== DATA EXTRACTS
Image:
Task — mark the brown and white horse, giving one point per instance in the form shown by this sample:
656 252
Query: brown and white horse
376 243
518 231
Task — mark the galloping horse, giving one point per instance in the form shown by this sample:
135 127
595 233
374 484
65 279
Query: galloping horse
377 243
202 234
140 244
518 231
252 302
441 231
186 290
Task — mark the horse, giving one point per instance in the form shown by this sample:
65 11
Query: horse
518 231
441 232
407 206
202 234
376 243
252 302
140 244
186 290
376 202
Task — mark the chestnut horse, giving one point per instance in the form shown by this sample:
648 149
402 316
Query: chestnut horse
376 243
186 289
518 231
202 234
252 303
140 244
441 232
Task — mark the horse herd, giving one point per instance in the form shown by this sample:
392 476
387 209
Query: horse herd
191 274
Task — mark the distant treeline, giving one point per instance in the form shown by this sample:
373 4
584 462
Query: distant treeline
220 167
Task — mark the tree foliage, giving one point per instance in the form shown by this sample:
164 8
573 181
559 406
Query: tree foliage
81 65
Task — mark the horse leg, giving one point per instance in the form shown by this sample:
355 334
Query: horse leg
====
### INSTRUCTIONS FOR THE TASK:
Would you restate the records word for word?

### THE ANSWER:
Image:
Task — mark the brown and white horse, giving one point per instance in the form shown by this sample:
656 252
Query: brown and white horse
376 243
518 231
Task — mark the galloping horse, giving one point per instance in the form shown by this sample:
135 127
595 233
374 484
65 279
Query: galloping horse
377 243
202 234
140 244
518 231
252 302
441 231
186 290
Task — mark the horse, giving one point per instance in the form shown by this sample:
65 11
Query: horse
518 231
441 232
407 206
202 234
376 243
252 302
140 244
186 290
376 202
Task — mark the chestnut horse, giving one point per instance in the form shown by this sample:
648 149
402 316
Query: chestnut horse
376 243
186 289
518 231
202 234
252 303
140 244
441 232
Task — mark the horse herd, giving one point per instance in the form shown by this sample:
392 476
387 209
Query: horse herd
191 274
Task — mark the distant treeline, giving one point per instance in the form shown by this sample:
373 4
584 462
Query: distant treeline
220 167
Task — mark the tree foliage, giving one point per instance in the form shown by this sample:
164 8
573 181
559 406
Query: tree foliage
81 65
Task — mark the horse leg, giving one point per instance in the form shown by this sample:
355 334
Query: horse leg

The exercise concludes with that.